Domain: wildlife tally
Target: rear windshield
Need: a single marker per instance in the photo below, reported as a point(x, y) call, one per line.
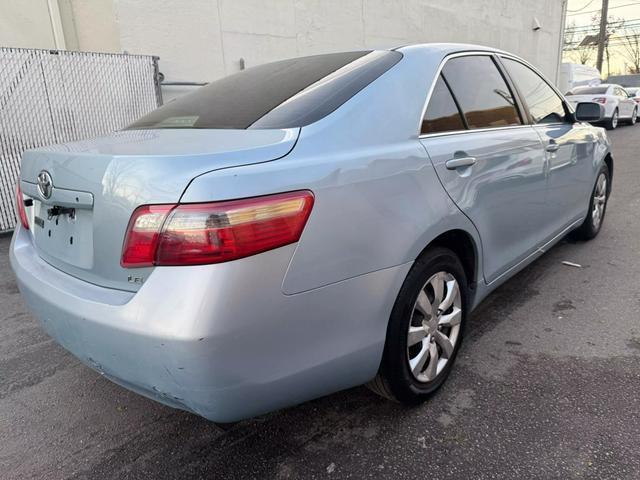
point(588, 90)
point(285, 94)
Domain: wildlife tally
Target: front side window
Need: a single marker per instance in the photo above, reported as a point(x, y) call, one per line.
point(481, 92)
point(442, 114)
point(545, 106)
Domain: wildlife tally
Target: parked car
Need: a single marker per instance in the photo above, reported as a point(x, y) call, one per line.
point(629, 80)
point(618, 104)
point(574, 75)
point(634, 92)
point(305, 226)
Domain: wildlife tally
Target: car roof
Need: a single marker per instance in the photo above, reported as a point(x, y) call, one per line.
point(447, 48)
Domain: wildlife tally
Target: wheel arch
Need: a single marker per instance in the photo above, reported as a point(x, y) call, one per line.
point(464, 246)
point(608, 160)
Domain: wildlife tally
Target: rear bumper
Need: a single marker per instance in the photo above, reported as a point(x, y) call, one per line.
point(222, 341)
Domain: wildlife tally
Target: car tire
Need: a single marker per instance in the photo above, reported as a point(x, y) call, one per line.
point(612, 123)
point(597, 207)
point(396, 379)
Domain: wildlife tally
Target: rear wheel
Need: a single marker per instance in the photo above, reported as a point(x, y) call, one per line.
point(425, 329)
point(612, 123)
point(597, 206)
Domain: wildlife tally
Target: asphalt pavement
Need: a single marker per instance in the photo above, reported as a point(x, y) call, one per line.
point(547, 385)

* [TASK REQUIREMENTS]
All lines in the records with the string "rear" should be copied out.

* [YOUR RESPONSE]
Target: rear windshield
Target: rear bumper
Target: rear wheel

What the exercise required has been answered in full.